**Source records:**
============

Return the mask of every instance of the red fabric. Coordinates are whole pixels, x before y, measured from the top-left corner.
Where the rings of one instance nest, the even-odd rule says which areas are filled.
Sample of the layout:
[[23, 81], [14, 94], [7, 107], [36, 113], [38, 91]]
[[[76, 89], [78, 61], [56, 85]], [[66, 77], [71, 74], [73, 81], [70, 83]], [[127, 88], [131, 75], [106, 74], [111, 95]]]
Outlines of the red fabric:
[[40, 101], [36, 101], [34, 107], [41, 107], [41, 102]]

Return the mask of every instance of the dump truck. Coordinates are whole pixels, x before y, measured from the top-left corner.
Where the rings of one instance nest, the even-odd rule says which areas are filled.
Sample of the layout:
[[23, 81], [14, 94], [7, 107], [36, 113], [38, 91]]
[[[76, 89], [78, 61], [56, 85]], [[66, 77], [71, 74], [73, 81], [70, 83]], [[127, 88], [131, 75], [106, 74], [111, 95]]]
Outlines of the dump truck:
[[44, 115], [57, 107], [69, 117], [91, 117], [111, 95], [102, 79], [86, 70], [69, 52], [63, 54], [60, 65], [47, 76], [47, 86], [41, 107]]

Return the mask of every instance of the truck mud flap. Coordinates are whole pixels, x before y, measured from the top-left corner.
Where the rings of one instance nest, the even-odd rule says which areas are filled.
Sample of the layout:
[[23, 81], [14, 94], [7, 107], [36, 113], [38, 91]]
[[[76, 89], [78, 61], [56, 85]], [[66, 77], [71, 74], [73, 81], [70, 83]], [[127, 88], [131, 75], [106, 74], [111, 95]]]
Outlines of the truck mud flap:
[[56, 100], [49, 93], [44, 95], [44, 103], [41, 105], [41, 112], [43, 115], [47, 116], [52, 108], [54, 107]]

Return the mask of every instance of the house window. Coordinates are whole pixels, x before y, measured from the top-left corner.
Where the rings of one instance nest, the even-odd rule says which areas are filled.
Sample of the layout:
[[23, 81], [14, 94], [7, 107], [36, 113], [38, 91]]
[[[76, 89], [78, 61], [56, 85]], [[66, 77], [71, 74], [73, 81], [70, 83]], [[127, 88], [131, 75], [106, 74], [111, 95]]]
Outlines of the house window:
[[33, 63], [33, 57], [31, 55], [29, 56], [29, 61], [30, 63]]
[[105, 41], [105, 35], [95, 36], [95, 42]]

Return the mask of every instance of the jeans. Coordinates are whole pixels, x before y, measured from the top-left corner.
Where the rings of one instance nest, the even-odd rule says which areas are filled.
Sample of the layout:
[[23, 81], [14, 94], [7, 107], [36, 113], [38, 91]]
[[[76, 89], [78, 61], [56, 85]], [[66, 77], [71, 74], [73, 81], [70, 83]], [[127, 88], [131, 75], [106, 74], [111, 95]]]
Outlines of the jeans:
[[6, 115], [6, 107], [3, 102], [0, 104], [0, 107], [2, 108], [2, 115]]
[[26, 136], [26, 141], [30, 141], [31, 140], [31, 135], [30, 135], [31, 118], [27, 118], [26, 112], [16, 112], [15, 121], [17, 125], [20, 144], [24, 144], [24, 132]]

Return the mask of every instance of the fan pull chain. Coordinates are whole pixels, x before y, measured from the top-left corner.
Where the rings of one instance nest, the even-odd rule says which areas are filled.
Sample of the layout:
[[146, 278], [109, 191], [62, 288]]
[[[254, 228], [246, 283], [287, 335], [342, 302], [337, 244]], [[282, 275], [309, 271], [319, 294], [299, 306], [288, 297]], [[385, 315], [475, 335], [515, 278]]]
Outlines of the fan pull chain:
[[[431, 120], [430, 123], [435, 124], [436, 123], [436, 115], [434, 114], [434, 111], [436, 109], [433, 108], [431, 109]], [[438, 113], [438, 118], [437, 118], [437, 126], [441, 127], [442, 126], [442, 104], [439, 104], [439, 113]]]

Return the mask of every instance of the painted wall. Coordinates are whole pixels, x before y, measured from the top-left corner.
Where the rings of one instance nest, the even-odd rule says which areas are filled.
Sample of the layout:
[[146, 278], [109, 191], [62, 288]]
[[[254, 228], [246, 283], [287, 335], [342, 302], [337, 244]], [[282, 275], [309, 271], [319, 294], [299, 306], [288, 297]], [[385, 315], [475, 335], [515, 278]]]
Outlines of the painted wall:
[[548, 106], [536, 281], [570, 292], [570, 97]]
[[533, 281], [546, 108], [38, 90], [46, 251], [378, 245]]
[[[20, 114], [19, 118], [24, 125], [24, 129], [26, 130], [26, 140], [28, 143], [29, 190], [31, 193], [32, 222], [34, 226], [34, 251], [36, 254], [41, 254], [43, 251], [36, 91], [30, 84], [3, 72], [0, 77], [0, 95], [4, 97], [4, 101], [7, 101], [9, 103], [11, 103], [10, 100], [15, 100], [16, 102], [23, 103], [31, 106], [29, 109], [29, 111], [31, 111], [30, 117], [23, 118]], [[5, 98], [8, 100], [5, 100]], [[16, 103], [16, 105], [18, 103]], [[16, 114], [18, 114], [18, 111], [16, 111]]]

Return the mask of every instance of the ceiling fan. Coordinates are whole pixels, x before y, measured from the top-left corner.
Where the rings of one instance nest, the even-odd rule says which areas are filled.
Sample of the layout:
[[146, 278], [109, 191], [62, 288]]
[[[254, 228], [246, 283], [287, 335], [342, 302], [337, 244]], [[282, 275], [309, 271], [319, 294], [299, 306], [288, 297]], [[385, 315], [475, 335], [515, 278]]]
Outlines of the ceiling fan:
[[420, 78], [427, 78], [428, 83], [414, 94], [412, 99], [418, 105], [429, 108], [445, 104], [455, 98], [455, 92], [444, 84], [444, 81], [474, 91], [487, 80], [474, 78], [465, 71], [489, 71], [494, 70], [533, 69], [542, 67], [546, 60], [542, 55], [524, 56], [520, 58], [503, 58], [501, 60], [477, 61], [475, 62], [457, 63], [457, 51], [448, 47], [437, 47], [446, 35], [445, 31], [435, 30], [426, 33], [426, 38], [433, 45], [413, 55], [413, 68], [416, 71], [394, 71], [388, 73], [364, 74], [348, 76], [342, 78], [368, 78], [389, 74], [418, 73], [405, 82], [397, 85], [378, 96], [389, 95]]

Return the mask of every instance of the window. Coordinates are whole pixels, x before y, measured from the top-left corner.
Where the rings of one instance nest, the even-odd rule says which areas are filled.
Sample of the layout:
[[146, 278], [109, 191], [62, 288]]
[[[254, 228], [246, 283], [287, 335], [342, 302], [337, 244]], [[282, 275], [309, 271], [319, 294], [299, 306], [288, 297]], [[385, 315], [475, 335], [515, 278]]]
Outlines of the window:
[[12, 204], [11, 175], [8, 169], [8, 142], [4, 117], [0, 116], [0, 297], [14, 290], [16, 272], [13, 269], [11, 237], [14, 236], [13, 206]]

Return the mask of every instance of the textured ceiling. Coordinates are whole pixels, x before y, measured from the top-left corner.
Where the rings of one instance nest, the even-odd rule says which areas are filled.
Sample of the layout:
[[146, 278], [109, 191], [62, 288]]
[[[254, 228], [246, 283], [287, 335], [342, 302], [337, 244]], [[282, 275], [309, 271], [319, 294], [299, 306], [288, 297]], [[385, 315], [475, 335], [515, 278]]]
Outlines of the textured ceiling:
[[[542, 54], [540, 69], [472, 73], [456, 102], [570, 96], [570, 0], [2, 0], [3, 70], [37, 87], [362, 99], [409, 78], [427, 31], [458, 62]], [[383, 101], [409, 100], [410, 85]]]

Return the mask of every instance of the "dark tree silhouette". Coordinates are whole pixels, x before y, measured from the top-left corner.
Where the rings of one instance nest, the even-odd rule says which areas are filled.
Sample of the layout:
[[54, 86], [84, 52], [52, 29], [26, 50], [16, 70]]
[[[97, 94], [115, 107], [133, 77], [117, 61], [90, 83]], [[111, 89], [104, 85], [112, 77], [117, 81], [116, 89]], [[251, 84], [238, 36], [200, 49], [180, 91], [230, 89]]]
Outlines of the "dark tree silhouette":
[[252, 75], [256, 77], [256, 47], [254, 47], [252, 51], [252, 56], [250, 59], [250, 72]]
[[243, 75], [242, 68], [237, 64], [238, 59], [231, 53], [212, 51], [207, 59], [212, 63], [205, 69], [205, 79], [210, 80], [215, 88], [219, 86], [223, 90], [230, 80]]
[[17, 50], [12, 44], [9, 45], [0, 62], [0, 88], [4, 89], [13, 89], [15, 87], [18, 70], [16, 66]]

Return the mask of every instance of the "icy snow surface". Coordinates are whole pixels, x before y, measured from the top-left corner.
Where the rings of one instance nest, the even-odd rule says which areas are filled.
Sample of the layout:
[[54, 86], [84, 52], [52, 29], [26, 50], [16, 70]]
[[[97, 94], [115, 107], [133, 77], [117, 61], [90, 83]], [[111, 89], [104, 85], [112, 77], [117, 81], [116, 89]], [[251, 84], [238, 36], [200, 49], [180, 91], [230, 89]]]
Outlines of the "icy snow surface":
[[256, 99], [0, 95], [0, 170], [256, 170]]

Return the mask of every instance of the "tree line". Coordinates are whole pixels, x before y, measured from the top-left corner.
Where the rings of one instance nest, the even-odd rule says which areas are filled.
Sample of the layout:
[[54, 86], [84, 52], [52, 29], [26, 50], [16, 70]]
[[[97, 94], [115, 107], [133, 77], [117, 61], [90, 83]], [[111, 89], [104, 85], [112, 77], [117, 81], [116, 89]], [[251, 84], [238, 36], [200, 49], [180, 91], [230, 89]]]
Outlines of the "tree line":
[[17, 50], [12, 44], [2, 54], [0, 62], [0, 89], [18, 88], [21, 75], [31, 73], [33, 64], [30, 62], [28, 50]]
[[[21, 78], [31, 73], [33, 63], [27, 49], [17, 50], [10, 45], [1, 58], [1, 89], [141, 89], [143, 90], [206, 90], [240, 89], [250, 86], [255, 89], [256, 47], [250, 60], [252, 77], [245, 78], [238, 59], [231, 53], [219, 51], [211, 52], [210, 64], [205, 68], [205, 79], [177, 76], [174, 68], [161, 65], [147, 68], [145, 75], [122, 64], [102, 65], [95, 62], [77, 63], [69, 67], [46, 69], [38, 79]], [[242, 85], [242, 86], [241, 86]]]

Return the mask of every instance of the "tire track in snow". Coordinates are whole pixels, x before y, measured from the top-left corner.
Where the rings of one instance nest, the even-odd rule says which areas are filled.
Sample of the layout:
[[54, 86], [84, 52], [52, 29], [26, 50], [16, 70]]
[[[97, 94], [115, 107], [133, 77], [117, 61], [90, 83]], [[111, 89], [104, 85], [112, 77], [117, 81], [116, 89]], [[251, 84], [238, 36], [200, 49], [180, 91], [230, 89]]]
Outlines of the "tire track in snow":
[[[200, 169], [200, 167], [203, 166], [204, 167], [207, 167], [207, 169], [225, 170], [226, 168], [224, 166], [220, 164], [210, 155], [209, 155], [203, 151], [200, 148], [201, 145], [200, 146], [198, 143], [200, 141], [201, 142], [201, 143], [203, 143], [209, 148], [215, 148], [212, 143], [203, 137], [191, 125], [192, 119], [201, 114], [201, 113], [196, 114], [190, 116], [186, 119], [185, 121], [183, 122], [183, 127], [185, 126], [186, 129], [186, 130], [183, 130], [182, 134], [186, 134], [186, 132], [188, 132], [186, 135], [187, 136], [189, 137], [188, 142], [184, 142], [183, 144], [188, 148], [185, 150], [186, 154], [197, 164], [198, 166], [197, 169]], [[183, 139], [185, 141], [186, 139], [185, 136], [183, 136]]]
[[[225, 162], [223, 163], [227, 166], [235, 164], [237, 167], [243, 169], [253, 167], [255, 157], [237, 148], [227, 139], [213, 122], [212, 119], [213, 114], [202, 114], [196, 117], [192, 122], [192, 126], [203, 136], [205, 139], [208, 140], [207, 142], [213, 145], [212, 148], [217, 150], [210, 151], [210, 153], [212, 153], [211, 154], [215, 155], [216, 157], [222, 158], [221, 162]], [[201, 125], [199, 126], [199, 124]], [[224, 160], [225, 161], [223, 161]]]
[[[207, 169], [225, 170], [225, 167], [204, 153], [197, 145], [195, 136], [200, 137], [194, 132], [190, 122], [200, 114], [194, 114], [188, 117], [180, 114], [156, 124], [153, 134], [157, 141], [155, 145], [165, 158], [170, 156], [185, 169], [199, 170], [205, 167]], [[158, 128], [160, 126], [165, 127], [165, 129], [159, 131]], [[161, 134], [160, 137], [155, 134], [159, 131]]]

============

Pick out every line in the entries above that contains the word "tree", and copy each of those lines in full.

Return the mask of every instance of the "dark tree silhouette". Coordinates are whole pixels, x before y, measured from the top-left corner.
Outlines of the "dark tree silhouette":
Return the mask of every instance of the "tree line". Coordinates are whole pixels, x before y, measured from the top-left corner.
Outlines of the "tree line":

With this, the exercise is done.